* **Selected passage**:
-- BEGIN --

And other feels…
I invite you to sit and feel for a moment.
Imagine you are wearing a face mask. And then imagine that every single person around you is also wearing a mask. No-one is free of the face cloth; no one is uncovered. No man or woman, no child, no infant. Not your lover nor your sibling, not your parents nor your friends.
I invite for you to sit and feel for a moment – really feel. Let go of any beliefs as far as protection, let go of any expert advice you have heard and allow yourself to tap into the emotion that is evoked from not only wearing a mask but from being surrounded by an entire civilisation who is also covered so that you can not see half their face.
No matter where you go – the supermarket, the mall, your child’s school, the library, a cafe, to the park or to the beach. On your bike, at the movie theatre, washing your car, consoling a crying child, celebrating at a wedding, attending a funeral – every where you turn are expressionless faces for you can not see if the person in front of you is smiling or crying or suffocating.

-- END --

* **Objective A**:
Summarize the passage on face masks in two sentences.
* **Objective B**:
Please extend the passage on face masks, picking up right after its final sentence.
The entries have no connection to the passage on face masks.

* **Raw data**:
-- BEGIN --

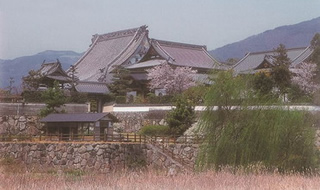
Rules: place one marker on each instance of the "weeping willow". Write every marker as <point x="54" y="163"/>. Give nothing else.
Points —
<point x="242" y="130"/>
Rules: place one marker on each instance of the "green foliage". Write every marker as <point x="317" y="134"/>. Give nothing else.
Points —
<point x="153" y="99"/>
<point x="155" y="130"/>
<point x="54" y="98"/>
<point x="32" y="96"/>
<point x="77" y="97"/>
<point x="196" y="94"/>
<point x="295" y="94"/>
<point x="33" y="80"/>
<point x="242" y="136"/>
<point x="262" y="84"/>
<point x="121" y="81"/>
<point x="280" y="72"/>
<point x="120" y="99"/>
<point x="181" y="117"/>
<point x="315" y="56"/>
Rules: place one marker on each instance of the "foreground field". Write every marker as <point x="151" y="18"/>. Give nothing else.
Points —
<point x="151" y="181"/>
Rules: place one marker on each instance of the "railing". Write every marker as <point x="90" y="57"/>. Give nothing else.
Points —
<point x="122" y="137"/>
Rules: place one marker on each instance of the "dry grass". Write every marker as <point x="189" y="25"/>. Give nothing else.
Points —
<point x="155" y="180"/>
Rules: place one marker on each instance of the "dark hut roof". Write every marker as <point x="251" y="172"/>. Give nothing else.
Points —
<point x="75" y="117"/>
<point x="251" y="61"/>
<point x="54" y="71"/>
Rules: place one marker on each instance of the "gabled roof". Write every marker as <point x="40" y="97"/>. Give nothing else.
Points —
<point x="107" y="50"/>
<point x="75" y="117"/>
<point x="252" y="61"/>
<point x="92" y="87"/>
<point x="186" y="55"/>
<point x="54" y="71"/>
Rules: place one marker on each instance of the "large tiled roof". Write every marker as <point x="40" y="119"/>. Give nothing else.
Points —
<point x="252" y="60"/>
<point x="146" y="64"/>
<point x="187" y="55"/>
<point x="108" y="50"/>
<point x="75" y="117"/>
<point x="92" y="87"/>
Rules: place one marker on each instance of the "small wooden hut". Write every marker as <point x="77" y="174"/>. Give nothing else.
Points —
<point x="78" y="125"/>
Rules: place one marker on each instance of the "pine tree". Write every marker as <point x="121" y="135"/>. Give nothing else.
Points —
<point x="121" y="81"/>
<point x="280" y="72"/>
<point x="181" y="117"/>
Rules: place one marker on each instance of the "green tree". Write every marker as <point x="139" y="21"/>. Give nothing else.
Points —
<point x="280" y="72"/>
<point x="181" y="117"/>
<point x="32" y="81"/>
<point x="315" y="56"/>
<point x="54" y="99"/>
<point x="121" y="81"/>
<point x="241" y="136"/>
<point x="262" y="84"/>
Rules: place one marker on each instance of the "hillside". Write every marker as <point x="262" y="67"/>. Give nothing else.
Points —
<point x="297" y="35"/>
<point x="19" y="67"/>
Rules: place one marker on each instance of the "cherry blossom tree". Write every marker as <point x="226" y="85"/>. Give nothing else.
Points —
<point x="172" y="80"/>
<point x="303" y="75"/>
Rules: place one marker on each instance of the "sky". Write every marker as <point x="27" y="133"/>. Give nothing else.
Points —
<point x="28" y="27"/>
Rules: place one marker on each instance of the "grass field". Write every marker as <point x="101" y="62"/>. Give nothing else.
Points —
<point x="154" y="180"/>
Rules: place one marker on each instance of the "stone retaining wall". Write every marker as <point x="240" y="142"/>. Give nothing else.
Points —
<point x="100" y="157"/>
<point x="33" y="109"/>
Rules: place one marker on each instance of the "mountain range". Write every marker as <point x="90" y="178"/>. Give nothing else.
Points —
<point x="292" y="36"/>
<point x="19" y="67"/>
<point x="297" y="35"/>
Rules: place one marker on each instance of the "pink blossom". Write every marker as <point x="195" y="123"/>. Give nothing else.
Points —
<point x="172" y="80"/>
<point x="303" y="75"/>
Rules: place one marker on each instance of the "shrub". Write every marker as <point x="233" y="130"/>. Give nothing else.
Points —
<point x="120" y="99"/>
<point x="153" y="99"/>
<point x="181" y="117"/>
<point x="32" y="96"/>
<point x="155" y="130"/>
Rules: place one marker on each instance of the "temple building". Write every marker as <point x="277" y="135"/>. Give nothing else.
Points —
<point x="264" y="61"/>
<point x="135" y="51"/>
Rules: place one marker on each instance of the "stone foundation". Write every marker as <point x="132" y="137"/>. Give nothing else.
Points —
<point x="100" y="157"/>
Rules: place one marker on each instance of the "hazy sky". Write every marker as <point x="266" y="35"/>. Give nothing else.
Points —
<point x="28" y="27"/>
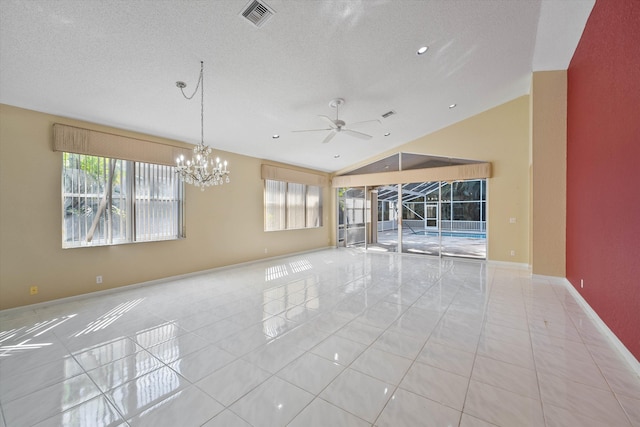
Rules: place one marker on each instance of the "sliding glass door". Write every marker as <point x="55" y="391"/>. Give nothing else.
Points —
<point x="428" y="218"/>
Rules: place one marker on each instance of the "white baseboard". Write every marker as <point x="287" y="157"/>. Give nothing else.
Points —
<point x="624" y="351"/>
<point x="509" y="264"/>
<point x="150" y="282"/>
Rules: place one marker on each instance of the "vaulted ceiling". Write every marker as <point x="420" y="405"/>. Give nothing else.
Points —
<point x="116" y="63"/>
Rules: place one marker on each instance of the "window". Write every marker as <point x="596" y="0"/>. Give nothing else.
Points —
<point x="111" y="201"/>
<point x="290" y="206"/>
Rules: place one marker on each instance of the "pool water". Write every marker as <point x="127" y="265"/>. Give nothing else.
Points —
<point x="452" y="234"/>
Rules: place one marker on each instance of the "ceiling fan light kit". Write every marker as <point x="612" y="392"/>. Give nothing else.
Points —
<point x="339" y="126"/>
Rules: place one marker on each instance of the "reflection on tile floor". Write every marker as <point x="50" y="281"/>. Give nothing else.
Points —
<point x="334" y="337"/>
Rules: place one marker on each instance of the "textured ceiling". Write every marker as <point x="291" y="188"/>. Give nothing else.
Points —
<point x="116" y="63"/>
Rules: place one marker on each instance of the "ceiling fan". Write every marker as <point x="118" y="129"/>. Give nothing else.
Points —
<point x="338" y="126"/>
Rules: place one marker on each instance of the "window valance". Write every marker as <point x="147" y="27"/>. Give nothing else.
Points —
<point x="276" y="173"/>
<point x="72" y="139"/>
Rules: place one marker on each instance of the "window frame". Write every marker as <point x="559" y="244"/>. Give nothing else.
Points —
<point x="131" y="204"/>
<point x="294" y="207"/>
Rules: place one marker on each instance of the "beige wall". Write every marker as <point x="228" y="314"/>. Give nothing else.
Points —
<point x="549" y="172"/>
<point x="224" y="225"/>
<point x="500" y="136"/>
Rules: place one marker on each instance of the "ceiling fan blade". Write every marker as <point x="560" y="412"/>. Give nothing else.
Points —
<point x="312" y="130"/>
<point x="331" y="122"/>
<point x="329" y="137"/>
<point x="356" y="134"/>
<point x="366" y="121"/>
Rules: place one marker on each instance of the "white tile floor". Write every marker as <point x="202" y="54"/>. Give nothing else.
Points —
<point x="336" y="337"/>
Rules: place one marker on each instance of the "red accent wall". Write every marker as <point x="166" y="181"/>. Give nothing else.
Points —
<point x="603" y="167"/>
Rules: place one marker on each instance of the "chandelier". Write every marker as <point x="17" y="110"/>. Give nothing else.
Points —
<point x="201" y="170"/>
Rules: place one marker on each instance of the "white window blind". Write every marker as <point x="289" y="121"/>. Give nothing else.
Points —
<point x="113" y="201"/>
<point x="275" y="197"/>
<point x="291" y="205"/>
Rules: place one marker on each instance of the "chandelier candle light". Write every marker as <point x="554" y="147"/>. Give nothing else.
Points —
<point x="201" y="171"/>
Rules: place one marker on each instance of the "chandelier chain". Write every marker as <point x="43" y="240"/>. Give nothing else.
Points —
<point x="201" y="171"/>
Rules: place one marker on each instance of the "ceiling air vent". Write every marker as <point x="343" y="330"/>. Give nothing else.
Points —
<point x="257" y="13"/>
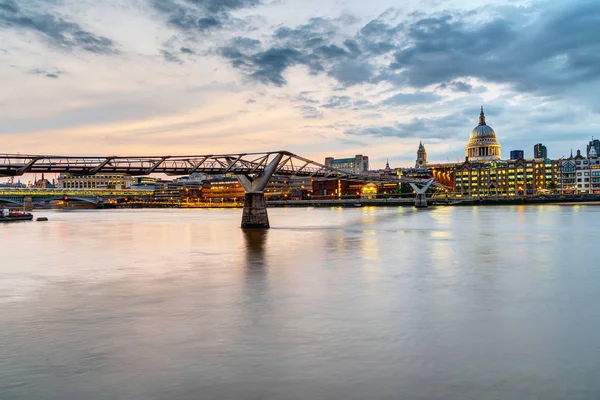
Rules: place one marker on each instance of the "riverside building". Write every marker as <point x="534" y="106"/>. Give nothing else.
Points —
<point x="99" y="181"/>
<point x="358" y="164"/>
<point x="484" y="173"/>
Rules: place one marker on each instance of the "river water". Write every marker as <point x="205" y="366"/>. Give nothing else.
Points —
<point x="380" y="303"/>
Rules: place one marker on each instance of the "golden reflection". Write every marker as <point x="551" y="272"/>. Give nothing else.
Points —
<point x="255" y="240"/>
<point x="441" y="235"/>
<point x="370" y="250"/>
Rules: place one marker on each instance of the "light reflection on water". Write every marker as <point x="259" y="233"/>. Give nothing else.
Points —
<point x="386" y="303"/>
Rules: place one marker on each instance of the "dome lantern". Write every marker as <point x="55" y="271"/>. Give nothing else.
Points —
<point x="482" y="144"/>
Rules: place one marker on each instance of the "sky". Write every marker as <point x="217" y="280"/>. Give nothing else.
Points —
<point x="315" y="77"/>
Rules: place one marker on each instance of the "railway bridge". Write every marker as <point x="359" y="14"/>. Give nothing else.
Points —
<point x="253" y="171"/>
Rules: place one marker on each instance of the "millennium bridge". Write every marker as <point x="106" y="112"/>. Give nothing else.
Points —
<point x="253" y="171"/>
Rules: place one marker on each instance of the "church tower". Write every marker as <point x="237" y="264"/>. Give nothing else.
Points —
<point x="421" y="156"/>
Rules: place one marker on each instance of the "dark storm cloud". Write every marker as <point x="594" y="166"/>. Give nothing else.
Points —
<point x="200" y="15"/>
<point x="404" y="99"/>
<point x="551" y="50"/>
<point x="311" y="45"/>
<point x="544" y="48"/>
<point x="268" y="66"/>
<point x="53" y="28"/>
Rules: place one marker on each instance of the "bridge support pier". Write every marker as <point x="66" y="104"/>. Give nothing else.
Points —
<point x="27" y="203"/>
<point x="255" y="214"/>
<point x="421" y="197"/>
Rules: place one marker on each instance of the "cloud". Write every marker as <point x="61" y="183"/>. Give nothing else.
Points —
<point x="456" y="86"/>
<point x="268" y="66"/>
<point x="170" y="57"/>
<point x="310" y="112"/>
<point x="197" y="16"/>
<point x="406" y="99"/>
<point x="446" y="127"/>
<point x="54" y="29"/>
<point x="338" y="102"/>
<point x="543" y="48"/>
<point x="48" y="74"/>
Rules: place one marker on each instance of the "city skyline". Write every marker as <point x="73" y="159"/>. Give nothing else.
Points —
<point x="176" y="77"/>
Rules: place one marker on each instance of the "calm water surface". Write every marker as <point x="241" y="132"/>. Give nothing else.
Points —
<point x="368" y="303"/>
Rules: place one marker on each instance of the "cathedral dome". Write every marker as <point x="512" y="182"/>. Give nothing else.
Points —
<point x="482" y="142"/>
<point x="482" y="132"/>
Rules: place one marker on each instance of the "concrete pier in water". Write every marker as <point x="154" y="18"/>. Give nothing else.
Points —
<point x="255" y="214"/>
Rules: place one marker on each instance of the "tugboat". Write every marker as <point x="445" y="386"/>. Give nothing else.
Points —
<point x="11" y="216"/>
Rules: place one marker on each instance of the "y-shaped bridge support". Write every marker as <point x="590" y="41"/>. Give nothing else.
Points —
<point x="421" y="198"/>
<point x="255" y="207"/>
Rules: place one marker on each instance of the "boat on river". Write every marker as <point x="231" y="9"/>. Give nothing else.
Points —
<point x="12" y="216"/>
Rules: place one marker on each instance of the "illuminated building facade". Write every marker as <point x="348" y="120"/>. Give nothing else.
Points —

-- END --

* **Output A**:
The passage on face masks asks the reader to imagine wearing a mask while every person nearby, including lovers, siblings, parents, friends and even infants, wears one too. It urges letting go of beliefs and expert advice to feel what it is like to face half-covered, expressionless faces everywhere, from the supermarket to weddings and funerals, where no one can tell whether the person in front of them is smiling, crying or suffocating.

* **Output B**:
Imagine never being able to experience the joy of watching a child laugh, never seeing the smile on your co-workers face when they receive praise, never witnessing your friends lips trembling just before they break down and cry and missing the opportunity to catch your mother before she falls because you didn’t see the surprise on her face as she tripped over.
Like many animals, and maybe even more than some, human beings communicate through facial expressions and this way of communicating can often give a person insight, forewarning or the ability to understand each other without words.
Imagine if human beings existed without mouths or noses, devoid of expression, half their face wiped out. Imagine that because that is what a World with masks would be.
What would happen to the psyche of the child who grows up surrounded by masked people? How would they learn to read faces? How would they learn to communicate through facial expression? How would they know the difference between joy and anger if they didn’t learn through experiencing the difference in the safety of their own environment? Would a smile only be enjoyed when it is entertained with laughter? Would a scowl only be experienced with screams or shouts?
Who in their logical mind would want to erase the part of our face that connects us with one another?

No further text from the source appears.